**Available records**
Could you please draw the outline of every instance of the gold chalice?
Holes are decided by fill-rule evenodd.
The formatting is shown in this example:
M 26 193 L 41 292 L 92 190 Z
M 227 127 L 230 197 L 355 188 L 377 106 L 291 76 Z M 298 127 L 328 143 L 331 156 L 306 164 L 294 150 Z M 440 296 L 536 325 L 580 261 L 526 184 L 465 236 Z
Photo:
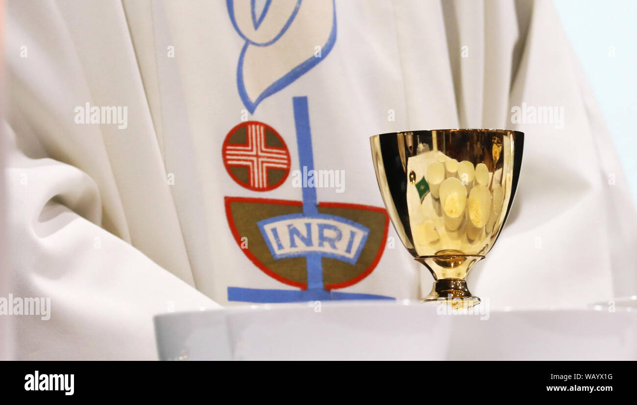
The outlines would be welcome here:
M 496 242 L 511 209 L 524 134 L 439 129 L 374 135 L 383 201 L 403 244 L 435 281 L 423 301 L 480 303 L 466 281 Z

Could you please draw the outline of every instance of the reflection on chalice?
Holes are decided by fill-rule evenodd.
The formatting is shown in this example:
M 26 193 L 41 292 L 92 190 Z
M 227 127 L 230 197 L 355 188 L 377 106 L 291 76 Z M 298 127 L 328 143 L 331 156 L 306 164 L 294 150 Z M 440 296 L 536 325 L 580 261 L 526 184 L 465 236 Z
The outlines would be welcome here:
M 524 134 L 441 129 L 370 138 L 378 186 L 407 250 L 435 281 L 424 301 L 480 303 L 466 279 L 493 247 L 511 209 Z

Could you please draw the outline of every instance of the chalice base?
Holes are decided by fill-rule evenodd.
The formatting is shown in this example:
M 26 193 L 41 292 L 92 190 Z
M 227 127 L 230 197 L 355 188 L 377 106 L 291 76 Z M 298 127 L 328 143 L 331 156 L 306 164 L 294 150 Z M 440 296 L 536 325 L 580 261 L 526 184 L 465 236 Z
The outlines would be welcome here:
M 469 291 L 465 280 L 449 278 L 434 281 L 431 292 L 421 301 L 446 302 L 455 309 L 470 308 L 480 304 L 480 300 Z

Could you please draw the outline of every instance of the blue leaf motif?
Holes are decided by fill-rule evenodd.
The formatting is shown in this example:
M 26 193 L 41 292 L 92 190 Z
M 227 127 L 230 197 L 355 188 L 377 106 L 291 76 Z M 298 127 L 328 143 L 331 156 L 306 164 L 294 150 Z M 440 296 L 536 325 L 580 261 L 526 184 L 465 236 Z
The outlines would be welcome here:
M 334 0 L 304 3 L 297 0 L 296 3 L 265 0 L 258 16 L 255 0 L 251 0 L 249 4 L 226 0 L 226 6 L 234 29 L 245 41 L 237 65 L 237 87 L 250 114 L 264 99 L 316 66 L 327 56 L 336 41 Z M 308 24 L 310 21 L 311 24 Z M 309 35 L 298 35 L 299 32 Z M 307 41 L 312 43 L 299 47 L 294 42 L 299 38 L 311 38 Z M 296 46 L 287 47 L 289 43 Z M 320 55 L 317 57 L 315 47 L 321 43 Z M 292 49 L 296 50 L 289 50 Z M 278 55 L 283 57 L 276 58 Z M 249 61 L 247 63 L 247 60 Z

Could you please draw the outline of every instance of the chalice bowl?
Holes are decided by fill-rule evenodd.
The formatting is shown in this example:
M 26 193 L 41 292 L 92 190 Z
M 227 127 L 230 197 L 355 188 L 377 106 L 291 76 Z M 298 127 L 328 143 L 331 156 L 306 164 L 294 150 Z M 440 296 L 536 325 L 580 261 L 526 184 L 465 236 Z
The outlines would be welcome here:
M 423 301 L 480 303 L 466 277 L 506 221 L 522 165 L 524 134 L 439 129 L 370 138 L 378 187 L 403 244 L 434 277 Z

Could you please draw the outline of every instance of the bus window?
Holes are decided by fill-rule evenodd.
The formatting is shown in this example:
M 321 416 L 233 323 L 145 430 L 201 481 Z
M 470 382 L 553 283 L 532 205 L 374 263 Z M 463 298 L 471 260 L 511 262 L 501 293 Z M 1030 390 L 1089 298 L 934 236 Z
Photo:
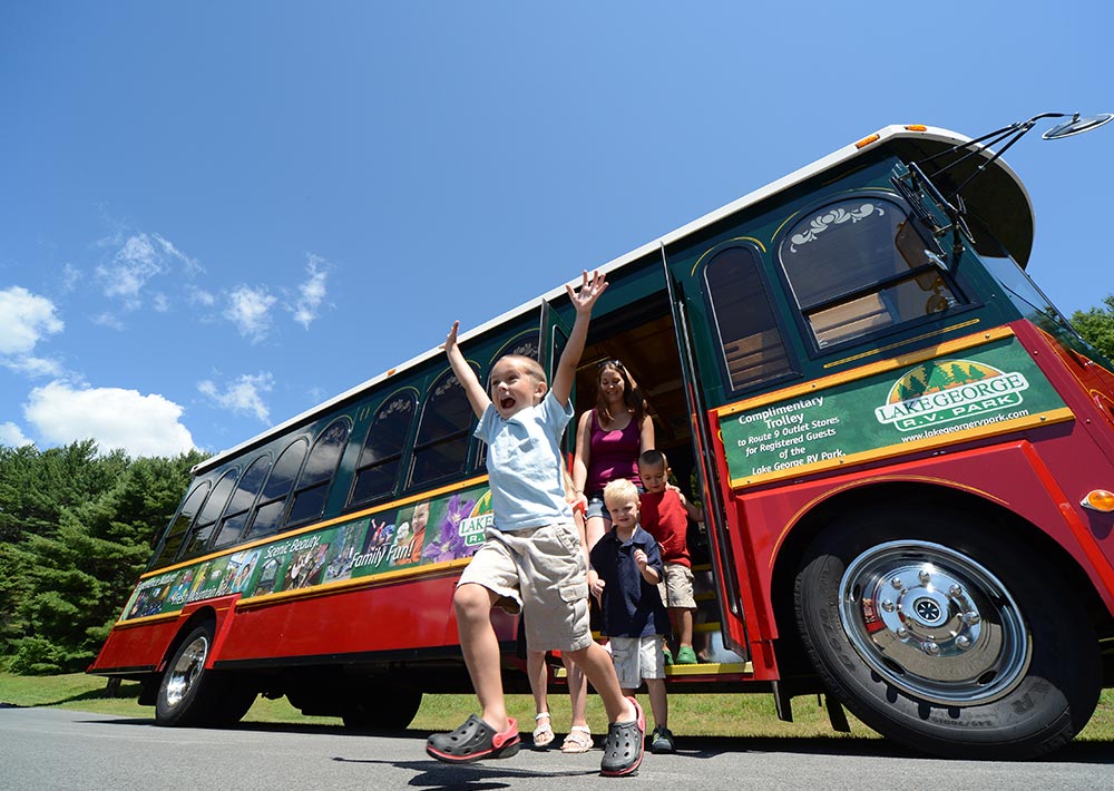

**Problem to work on**
Copy all of the records above word for word, leaving out the pictures.

**Reply to the task**
Could you please draw the outline of every instance of the gold chalice?
Holes are decided by fill-rule evenodd.
The formatting is shown in this example:
M 26 193 L 41 292 L 92 190 Z
M 227 127 L 230 197 L 355 188 L 377 106 L 291 76 Z M 298 127 L 328 143 L 331 156 L 306 164 L 294 150 Z M 440 296 L 536 325 L 580 261 L 526 184 L 465 236 Z
Photo:
The outlines would be welcome here:
M 496 242 L 511 209 L 524 134 L 439 129 L 374 135 L 383 201 L 403 244 L 435 281 L 423 301 L 480 303 L 466 281 Z

Could you please draw the outline of every instance of the reflection on chalice?
Holes are decided by fill-rule evenodd.
The formatting is shown in this example:
M 26 193 L 41 292 L 92 190 Z
M 227 127 L 230 197 L 355 188 L 377 106 L 291 76 Z M 298 127 L 328 143 L 331 156 L 306 164 L 294 150 Z M 440 296 L 536 325 L 580 261 L 526 184 L 465 236 Z
The outlines would be welcome here:
M 524 134 L 441 129 L 370 138 L 378 186 L 407 250 L 435 281 L 424 301 L 480 303 L 466 279 L 493 247 L 511 209 Z

Could you please draw the outline of every instance of the chalice base?
Holes are decided by fill-rule evenodd.
The formatting is shown in this example:
M 26 193 L 41 292 L 92 190 Z
M 227 127 L 230 197 L 355 188 L 377 106 L 291 76 Z M 298 127 L 328 143 L 331 156 L 306 164 L 294 150 Z M 440 296 L 536 325 L 580 261 L 526 184 L 465 236 Z
The outlines would be welcome here:
M 469 291 L 465 280 L 449 278 L 434 281 L 431 292 L 421 301 L 446 302 L 455 309 L 470 308 L 480 304 L 480 300 Z

Could you please draw the outline of every instance of the blue leaf motif?
Holes are decided by fill-rule evenodd.
The formatting is shown in this example:
M 26 193 L 41 292 L 92 190 Z
M 227 127 L 230 197 L 355 188 L 377 106 L 291 76 Z M 298 127 L 328 143 L 331 156 L 306 164 L 294 150 Z M 440 296 L 536 325 L 580 261 L 526 184 L 465 236 Z
The outlines would be welcome here:
M 334 0 L 304 3 L 297 0 L 296 3 L 265 0 L 258 16 L 255 0 L 251 0 L 249 4 L 226 0 L 226 6 L 234 29 L 245 41 L 237 65 L 237 87 L 250 114 L 264 99 L 316 66 L 327 56 L 336 41 Z M 308 24 L 310 21 L 311 24 Z M 309 35 L 298 35 L 299 32 Z M 307 41 L 312 43 L 299 47 L 294 42 L 299 38 L 311 38 Z M 296 46 L 287 47 L 289 43 Z M 320 55 L 317 57 L 315 47 L 321 43 Z M 292 49 L 296 50 L 289 50 Z M 278 55 L 283 57 L 276 58 Z M 249 61 L 247 63 L 247 60 Z

Could you please draw the outline of every instance of the chalice bowl?
Holes are decided by fill-rule evenodd.
The formatting is shown in this example:
M 26 193 L 41 292 L 92 190 Z
M 227 127 L 230 197 L 355 188 L 377 106 L 291 76 Z M 298 127 L 328 143 L 331 156 L 306 164 L 294 150 Z M 440 296 L 536 325 L 580 261 L 526 184 L 465 236 Z
The outlines would be welcome here:
M 423 301 L 480 303 L 466 277 L 506 221 L 522 165 L 524 134 L 439 129 L 370 138 L 378 187 L 403 244 L 434 277 Z

Could you please draw the outline of every instance of the bus window?
Holes are decided by fill-rule evenodd.
The formatting is shown in this example:
M 321 416 L 233 323 L 145 430 L 201 481 Z
M 470 382 L 553 283 L 532 205 L 374 263 Z M 463 298 L 471 260 L 511 262 L 501 293 Z M 1030 390 L 1089 298 L 934 236 Z
Photo:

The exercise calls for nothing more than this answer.